|
Однако увлекающийся, даровитый, он не мог утвердиться как личность, поэтому с
годами развивавшийся комплекс сделал Николая Алексеевича невыносимым для
близких. Постоянные истерики, припадки необоснованного гнева, желчность и
раздражение сопровождали детство великой актрисы. Прибавьте к этому строгие
патриархальные нравы семьи — сестры, а их было трое, вплоть до замужества
должны были испрашивать позволения отца по всякой мелочи — и вы поймёте, что
суровый, малообщительный характер Мария Николаевна приобрела ещё в раннем
возрасте.
Трудно поверить, но гениальная актриса, умевшая передать на сцене
тончайшие нюансы чувств и растрогать самое каменное сердце, в жизни была на
редкость эмоционально беспомощна. Она терялась при любой необходимости проявить
радость, благодарность, любовь. Мария Николаевна рассказывала, что если отец
хотел серьёзно объясниться с нею, то никогда не мог словами высказать, чего он
хочет, а только безнадёжно махал руками и беспомощно восклицал: «Ах, Машенька…
ах, Машенька… ах!» «Вот и я не умею никогда высказать всего, что чувствую», —
прибавляла она.
Ещё в четырехлетнем возрасте Мария Николаевна жила уверенностью, что
станет великой артисткой. Не просто артисткой, а великой. Редко, но отец брал
её с собой в суфлёрскую будку, и впечатления, полученные на спектаклях,
воплощались в мечты, желания и игры ребёнка. Машенька облачалась в мамину юбку,
бабушкину кофту, разбрасывала стулья и, став на колени, когото о чёмто
умоляла — совсем как в настоящем театре. Благо, в семье Ермоловых подобные
детские забавы не возбранялись, а, наоборот, приветствовались.
В те годы не существовало театральных школ, которые готовили бы актёров,
поэтому Машу отдали учиться балету. Танец тяжело давался Ермоловой, душа не
лежала к ежедневным однообразным занятиям. Зато в свободное от занятий время
Маша не переставала устраивать маленькие спектакли, но теперь уже для своих
подруг. Когда ей исполнилось тринадцать лет, отец решился выпустить девочку на
сцену. В свой бенефис он предложил сыграть ей роль разбитной Фаншетты в
водевиле «Десять невест и ни одного жениха». Ермолова вышла на сцену робко,
неловко. У неё нарывал палец; он был завязан, и девочке казалось, что все это
видят. Вдобавок отец не разрешил ей гримироваться, и она была бледна как смерть.

▶ Сохранённые данные
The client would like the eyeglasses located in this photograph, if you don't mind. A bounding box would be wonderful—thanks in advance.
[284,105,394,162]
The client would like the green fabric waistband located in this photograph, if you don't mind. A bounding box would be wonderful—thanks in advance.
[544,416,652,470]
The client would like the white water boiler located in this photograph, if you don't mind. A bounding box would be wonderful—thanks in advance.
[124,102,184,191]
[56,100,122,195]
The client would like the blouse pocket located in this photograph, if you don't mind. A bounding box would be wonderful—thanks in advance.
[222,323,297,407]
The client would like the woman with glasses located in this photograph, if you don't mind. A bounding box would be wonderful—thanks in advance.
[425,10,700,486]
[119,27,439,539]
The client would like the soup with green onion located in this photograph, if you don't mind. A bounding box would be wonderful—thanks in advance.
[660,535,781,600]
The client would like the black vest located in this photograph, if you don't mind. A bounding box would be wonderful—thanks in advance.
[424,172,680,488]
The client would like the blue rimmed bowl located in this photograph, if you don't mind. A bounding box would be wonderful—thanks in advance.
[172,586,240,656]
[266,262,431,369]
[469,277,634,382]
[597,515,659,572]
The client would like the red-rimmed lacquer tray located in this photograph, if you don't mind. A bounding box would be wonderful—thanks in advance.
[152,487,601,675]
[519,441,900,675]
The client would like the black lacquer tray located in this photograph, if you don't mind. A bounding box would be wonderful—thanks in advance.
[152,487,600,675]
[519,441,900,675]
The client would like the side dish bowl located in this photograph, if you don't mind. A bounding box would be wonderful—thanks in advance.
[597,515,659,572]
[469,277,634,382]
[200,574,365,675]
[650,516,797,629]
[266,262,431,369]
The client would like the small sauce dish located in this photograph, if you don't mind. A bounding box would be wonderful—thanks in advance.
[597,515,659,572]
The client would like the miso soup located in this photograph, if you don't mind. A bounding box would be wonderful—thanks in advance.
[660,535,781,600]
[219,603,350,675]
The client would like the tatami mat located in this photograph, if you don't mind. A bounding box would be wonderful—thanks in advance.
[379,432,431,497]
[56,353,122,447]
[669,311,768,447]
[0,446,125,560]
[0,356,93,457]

==

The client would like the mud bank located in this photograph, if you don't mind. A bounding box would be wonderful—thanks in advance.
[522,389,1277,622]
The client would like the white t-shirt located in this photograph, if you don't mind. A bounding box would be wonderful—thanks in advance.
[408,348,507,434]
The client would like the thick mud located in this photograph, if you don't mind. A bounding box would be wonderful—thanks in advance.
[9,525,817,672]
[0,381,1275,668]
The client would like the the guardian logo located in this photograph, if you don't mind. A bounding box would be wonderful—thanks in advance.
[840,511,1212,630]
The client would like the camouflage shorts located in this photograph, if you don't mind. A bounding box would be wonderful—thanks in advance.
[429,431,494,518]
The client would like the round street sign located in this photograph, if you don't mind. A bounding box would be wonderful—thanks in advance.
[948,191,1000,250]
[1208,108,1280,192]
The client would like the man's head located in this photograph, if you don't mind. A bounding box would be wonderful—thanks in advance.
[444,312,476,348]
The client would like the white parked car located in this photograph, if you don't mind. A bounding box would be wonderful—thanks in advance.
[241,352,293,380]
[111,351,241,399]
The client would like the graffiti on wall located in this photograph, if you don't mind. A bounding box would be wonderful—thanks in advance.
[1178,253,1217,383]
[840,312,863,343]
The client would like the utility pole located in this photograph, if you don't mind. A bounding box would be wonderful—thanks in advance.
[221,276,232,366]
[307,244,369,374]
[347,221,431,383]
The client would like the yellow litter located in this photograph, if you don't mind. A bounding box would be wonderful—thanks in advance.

▶ Задания и упражнения
(1) Определите, соответствуют ли отрывку следующие утверждения: (a) в семье Ермоловых было три сестры; (b) Машу отдали учиться в театральную школу; (c) на сцену в первый раз Ермолова вышла загримированной. Для каждого ответьте «да» или «нет» и приведите подтверждающую цитату из отрывка.
(2) По отрывку: в каком водевиле отец предложил дочери сыграть роль Фаншетты?
(3) Измените фрагмент отрывка от слов "В те годы не" до слов "бледна как смерть." включительно: замените "бенефис" на "юбилей".

▶ Ответы к заданиям
(1)
(a) Да: «сестры, а их было трое».
(b) Нет: «В те годы не существовало театральных школ, которые готовили бы актёров, поэтому Машу отдали учиться балету».
(c) Нет: «Вдобавок отец не разрешил ей гримироваться, и она была бледна как смерть».

(2) В водевиле «Десять невест и ни одного жениха».

(3)
В те годы не существовало театральных школ, которые готовили бы актёров,
поэтому Машу отдали учиться балету. Танец тяжело давался Ермоловой, душа не
лежала к ежедневным однообразным занятиям. Зато в свободное от занятий время
Маша не переставала устраивать маленькие спектакли, но теперь уже для своих
подруг. Когда ей исполнилось тринадцать лет, отец решился выпустить девочку на
сцену. В свой юбилей он предложил сыграть ей роль разбитной Фаншетты в
водевиле «Десять невест и ни одного жениха». Ермолова вышла на сцену робко,
неловко. У неё нарывал палец; он был завязан, и девочке казалось, что все это
видят. Вдобавок отец не разрешил ей гримироваться, и она была бледна как смерть.